Required task: Pull out every line below that contains the word "grass" and copy each one in full.

-- start --

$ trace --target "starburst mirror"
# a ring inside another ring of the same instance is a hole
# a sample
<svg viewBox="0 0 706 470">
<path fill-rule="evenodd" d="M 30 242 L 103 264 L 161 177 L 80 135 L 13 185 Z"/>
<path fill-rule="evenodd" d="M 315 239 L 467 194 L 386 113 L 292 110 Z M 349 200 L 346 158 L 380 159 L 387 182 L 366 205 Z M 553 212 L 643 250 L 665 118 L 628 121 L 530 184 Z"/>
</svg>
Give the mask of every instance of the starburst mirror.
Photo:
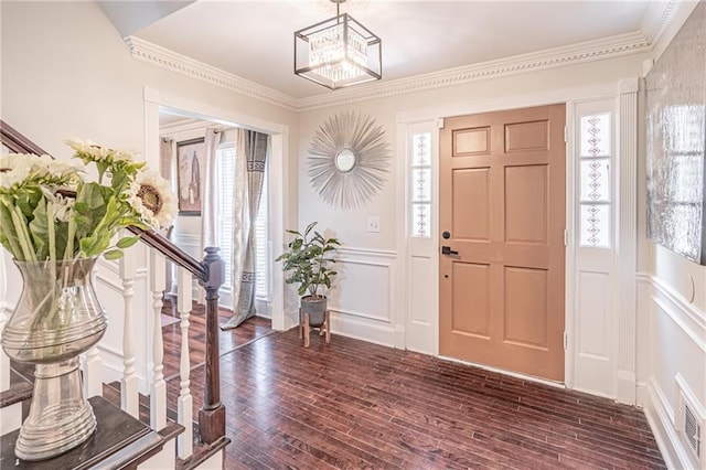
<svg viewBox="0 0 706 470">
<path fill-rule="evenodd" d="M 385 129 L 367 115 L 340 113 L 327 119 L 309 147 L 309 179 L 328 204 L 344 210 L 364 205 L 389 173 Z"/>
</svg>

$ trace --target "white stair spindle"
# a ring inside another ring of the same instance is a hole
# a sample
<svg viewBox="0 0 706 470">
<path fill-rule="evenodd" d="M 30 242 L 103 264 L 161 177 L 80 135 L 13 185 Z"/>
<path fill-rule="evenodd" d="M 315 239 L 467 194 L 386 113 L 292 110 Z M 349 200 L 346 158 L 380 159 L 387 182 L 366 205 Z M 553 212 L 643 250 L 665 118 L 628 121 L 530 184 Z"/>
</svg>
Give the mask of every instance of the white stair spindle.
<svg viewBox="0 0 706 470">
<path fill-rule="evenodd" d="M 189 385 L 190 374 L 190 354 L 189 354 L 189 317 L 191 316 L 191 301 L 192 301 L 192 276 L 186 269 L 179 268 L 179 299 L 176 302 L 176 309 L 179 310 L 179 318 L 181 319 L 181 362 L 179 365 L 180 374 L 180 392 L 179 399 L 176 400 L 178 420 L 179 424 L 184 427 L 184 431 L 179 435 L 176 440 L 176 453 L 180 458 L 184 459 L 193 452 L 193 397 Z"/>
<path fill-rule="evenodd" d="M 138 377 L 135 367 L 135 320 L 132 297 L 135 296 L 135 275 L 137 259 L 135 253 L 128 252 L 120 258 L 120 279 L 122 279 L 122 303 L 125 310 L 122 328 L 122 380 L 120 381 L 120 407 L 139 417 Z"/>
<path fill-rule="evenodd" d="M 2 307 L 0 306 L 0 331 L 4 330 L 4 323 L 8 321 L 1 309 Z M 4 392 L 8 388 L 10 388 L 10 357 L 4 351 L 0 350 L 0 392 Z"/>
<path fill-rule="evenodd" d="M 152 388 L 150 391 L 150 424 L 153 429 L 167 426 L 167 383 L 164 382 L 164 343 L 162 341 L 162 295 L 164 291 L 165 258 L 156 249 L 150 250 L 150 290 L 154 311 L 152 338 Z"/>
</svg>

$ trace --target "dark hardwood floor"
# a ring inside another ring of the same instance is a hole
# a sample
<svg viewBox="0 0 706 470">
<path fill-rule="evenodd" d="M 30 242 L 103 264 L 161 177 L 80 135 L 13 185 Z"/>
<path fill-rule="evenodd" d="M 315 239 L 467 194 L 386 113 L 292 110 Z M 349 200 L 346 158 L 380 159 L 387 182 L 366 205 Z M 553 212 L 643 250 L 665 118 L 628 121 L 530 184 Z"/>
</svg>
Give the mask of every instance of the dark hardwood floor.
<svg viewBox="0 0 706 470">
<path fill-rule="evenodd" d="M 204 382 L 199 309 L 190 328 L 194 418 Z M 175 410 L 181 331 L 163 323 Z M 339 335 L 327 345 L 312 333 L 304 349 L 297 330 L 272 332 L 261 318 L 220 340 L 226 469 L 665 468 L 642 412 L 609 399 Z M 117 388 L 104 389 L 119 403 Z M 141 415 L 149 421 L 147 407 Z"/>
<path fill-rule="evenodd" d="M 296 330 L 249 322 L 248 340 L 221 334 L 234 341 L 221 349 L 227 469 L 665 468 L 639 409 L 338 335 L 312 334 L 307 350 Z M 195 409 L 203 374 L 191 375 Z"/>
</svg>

-- end --
-- start --

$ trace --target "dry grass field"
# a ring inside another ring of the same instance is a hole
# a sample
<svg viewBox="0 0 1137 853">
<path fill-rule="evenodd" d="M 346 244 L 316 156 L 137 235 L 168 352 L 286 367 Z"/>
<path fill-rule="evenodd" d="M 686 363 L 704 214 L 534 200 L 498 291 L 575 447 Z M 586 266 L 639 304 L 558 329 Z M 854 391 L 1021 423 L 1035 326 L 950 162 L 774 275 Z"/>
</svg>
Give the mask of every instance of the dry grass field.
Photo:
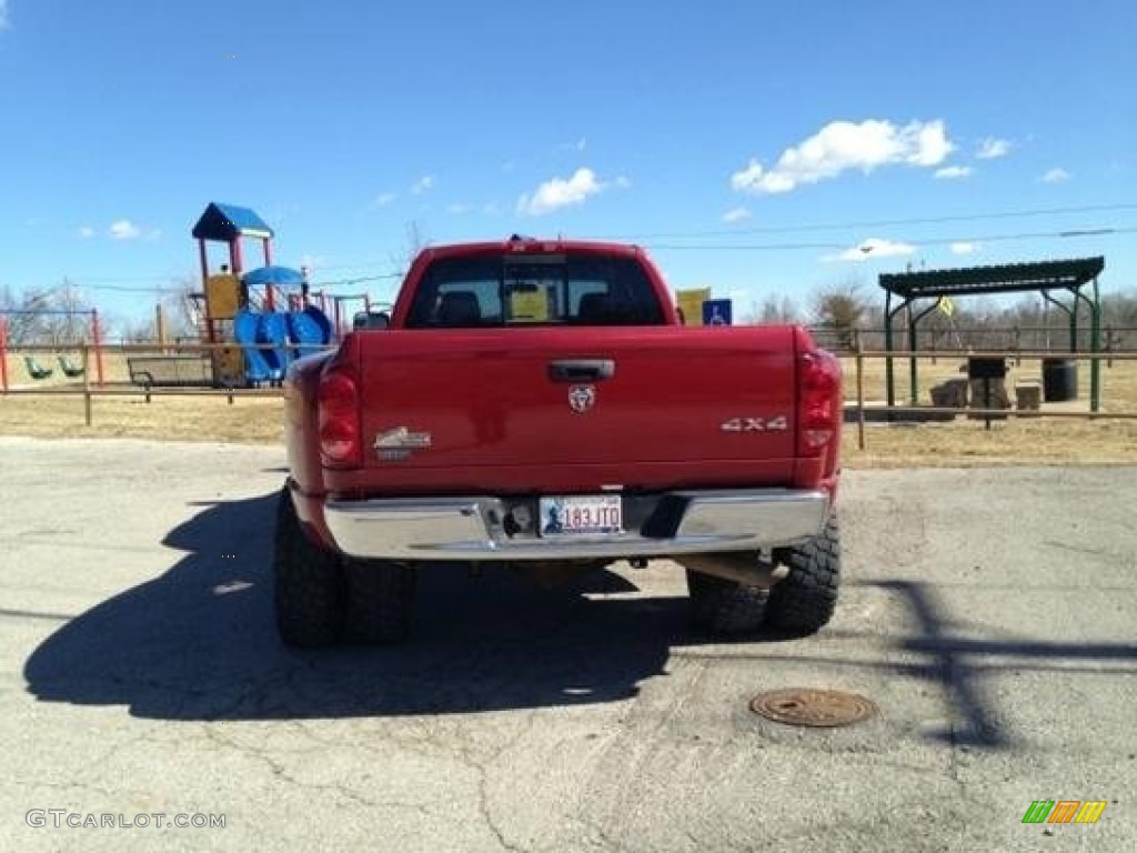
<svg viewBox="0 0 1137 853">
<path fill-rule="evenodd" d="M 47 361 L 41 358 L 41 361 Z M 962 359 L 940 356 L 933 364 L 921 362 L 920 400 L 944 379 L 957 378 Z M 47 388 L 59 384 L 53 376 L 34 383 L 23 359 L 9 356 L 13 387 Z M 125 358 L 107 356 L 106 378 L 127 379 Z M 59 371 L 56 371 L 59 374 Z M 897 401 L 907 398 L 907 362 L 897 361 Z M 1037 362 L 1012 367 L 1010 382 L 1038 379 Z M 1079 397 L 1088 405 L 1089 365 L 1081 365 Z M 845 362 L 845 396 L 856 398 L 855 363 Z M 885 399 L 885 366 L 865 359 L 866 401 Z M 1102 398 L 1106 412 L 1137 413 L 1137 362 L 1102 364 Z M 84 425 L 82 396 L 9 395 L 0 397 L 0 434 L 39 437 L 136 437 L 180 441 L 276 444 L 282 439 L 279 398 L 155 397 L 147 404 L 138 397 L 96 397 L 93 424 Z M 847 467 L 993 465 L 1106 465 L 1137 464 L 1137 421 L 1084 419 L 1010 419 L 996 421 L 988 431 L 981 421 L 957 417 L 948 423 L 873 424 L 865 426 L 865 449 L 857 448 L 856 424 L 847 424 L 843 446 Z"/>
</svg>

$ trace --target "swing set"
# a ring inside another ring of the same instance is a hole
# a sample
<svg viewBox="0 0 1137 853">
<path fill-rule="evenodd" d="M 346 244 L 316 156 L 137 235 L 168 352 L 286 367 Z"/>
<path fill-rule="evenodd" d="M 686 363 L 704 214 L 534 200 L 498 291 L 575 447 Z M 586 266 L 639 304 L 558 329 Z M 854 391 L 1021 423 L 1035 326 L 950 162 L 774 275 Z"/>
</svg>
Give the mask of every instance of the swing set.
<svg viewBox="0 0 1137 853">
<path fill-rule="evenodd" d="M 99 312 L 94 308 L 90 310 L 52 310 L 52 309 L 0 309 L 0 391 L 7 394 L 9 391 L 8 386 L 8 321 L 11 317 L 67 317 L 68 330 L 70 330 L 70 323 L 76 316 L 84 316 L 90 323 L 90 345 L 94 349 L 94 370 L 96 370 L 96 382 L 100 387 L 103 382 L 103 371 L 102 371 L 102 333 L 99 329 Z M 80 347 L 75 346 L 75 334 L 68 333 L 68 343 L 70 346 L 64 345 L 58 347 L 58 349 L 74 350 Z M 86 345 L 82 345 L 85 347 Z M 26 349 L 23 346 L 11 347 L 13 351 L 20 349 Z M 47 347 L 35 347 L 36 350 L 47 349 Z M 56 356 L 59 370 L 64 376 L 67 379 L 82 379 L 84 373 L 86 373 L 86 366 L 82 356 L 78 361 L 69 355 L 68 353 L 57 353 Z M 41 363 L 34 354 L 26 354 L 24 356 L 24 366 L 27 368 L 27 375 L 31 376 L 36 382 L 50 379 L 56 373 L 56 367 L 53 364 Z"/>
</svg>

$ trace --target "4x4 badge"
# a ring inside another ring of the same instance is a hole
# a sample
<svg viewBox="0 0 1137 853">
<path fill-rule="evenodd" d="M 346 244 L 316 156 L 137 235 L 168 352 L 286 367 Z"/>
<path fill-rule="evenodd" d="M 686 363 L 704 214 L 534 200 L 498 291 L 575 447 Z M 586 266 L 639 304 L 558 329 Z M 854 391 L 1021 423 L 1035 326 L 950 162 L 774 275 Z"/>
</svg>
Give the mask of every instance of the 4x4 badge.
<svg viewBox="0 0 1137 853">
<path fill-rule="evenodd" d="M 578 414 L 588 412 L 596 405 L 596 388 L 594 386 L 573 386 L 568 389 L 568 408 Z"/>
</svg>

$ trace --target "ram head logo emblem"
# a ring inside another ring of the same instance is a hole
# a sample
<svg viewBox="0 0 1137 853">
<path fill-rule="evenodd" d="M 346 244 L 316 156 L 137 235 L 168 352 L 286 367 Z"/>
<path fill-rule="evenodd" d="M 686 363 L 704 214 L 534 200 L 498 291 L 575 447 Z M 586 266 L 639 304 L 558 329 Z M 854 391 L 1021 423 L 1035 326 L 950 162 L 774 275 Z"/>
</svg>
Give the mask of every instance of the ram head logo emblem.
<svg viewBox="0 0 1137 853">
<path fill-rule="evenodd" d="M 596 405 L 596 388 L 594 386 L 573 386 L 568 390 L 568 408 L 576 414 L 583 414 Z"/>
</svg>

-- end --

Response below:
$ trace --target "dry grass field"
Give the mask of every instance of the dry grass field.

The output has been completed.